**Stated problem**
Gather every line from the records below that contains the word "wall" and copy each of those lines.

**Data rows**

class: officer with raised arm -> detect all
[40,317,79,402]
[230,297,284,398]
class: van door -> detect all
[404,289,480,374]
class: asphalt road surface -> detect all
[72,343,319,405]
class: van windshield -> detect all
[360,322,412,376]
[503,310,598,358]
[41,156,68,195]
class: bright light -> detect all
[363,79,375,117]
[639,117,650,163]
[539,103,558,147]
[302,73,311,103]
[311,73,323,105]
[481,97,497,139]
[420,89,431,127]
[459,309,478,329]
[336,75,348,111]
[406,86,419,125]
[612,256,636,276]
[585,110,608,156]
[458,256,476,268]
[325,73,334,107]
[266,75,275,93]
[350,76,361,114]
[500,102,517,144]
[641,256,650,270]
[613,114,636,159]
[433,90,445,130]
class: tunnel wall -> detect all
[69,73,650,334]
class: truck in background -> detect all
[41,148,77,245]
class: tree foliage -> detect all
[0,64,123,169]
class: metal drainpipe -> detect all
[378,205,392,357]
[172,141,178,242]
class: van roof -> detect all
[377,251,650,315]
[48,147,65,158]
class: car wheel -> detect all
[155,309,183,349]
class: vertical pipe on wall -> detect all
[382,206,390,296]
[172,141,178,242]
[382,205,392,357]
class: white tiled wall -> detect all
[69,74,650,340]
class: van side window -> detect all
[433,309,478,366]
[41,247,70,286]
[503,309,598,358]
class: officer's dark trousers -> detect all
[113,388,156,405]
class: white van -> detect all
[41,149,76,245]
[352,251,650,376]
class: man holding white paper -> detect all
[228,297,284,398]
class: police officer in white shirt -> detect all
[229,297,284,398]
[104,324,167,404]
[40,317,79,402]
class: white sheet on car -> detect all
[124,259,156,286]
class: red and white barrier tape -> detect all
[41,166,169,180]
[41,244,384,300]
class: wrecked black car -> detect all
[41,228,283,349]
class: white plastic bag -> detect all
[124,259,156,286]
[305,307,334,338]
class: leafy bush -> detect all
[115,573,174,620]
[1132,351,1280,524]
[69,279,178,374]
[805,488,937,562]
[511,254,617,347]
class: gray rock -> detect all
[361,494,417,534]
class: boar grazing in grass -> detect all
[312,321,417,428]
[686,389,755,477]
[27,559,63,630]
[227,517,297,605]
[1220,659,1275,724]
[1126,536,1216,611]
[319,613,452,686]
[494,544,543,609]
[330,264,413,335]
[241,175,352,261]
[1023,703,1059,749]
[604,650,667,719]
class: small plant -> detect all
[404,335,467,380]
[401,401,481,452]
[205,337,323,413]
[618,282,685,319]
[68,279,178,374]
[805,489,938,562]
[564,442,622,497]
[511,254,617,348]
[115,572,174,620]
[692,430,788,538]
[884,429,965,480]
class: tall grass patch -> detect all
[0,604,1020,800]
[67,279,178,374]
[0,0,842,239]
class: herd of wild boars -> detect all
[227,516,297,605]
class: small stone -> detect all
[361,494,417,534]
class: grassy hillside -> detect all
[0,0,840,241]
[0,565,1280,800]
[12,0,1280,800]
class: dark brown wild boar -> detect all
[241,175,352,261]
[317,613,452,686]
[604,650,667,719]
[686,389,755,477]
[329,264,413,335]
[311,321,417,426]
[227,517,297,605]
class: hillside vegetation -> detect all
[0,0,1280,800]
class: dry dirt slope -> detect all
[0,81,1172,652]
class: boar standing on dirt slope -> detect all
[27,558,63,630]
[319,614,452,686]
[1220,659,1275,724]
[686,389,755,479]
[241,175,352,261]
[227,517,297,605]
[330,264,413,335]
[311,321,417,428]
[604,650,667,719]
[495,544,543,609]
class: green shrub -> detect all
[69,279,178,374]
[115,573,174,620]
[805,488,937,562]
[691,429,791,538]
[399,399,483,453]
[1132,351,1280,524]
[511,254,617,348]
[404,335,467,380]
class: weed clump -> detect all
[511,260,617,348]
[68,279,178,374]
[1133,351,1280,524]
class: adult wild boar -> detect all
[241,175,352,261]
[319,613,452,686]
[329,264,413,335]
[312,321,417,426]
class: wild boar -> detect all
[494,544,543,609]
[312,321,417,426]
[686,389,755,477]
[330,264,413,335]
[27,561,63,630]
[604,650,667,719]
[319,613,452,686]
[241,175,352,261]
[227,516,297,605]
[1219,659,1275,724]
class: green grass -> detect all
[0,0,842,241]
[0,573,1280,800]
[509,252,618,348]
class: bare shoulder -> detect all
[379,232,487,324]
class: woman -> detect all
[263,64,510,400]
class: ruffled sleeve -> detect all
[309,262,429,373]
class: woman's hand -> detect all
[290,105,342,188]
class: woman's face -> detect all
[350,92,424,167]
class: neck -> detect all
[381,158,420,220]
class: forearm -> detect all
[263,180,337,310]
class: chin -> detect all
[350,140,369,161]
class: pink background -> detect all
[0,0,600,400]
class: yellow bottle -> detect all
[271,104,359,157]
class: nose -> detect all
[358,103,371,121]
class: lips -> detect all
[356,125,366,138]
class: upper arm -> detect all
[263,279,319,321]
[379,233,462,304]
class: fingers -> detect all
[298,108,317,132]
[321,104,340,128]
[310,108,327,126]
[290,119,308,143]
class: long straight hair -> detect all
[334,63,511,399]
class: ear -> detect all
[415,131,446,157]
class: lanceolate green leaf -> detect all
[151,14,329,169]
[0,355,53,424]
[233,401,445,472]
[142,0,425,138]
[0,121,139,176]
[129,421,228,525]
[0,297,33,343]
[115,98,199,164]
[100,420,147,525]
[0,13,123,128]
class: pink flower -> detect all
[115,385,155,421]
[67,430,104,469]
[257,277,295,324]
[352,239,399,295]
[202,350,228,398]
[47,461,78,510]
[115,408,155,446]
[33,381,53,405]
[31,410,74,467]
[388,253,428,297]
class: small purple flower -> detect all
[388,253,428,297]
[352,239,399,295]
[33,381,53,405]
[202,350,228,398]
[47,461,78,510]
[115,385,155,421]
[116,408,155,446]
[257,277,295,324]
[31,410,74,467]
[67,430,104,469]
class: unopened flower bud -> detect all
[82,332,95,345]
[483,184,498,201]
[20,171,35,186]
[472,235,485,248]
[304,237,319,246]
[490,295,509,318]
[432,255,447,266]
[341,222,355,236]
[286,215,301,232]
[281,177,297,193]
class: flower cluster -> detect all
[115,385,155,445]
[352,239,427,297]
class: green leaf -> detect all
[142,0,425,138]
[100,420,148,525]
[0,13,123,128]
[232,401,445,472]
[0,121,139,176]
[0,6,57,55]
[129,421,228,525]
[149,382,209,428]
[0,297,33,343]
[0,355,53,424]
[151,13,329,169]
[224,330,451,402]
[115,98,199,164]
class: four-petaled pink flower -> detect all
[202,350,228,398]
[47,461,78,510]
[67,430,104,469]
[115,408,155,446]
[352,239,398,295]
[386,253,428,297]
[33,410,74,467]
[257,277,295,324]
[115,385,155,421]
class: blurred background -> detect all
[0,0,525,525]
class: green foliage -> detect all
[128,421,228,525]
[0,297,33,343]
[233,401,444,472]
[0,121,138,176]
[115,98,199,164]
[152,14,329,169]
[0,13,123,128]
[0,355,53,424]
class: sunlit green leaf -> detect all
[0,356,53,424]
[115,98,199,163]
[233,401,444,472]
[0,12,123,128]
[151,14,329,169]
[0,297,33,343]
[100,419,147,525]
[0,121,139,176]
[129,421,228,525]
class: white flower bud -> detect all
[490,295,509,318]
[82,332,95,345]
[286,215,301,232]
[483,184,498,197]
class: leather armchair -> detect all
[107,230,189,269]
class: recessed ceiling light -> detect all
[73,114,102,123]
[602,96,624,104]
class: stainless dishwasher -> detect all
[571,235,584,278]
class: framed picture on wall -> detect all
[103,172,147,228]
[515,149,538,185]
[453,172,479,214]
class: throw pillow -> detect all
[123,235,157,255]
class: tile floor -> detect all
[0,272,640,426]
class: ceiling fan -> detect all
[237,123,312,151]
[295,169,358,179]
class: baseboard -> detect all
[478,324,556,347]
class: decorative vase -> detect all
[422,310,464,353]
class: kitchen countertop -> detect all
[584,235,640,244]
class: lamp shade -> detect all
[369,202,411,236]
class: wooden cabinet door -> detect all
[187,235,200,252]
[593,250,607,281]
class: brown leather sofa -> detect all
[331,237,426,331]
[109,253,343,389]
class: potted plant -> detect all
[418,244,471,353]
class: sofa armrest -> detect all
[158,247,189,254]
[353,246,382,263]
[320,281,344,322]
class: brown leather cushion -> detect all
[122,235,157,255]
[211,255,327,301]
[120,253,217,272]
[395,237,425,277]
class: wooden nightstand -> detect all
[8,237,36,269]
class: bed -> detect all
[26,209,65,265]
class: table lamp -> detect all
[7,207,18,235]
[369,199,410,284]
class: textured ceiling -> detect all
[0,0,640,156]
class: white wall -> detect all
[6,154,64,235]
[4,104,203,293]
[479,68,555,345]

**Written solution**
class: tunnel wall -> detect all
class: vertical pipe on wall -> detect all
class: white tiled wall -> detect all
class: framed picture on wall -> detect all
class: white wall -> detect all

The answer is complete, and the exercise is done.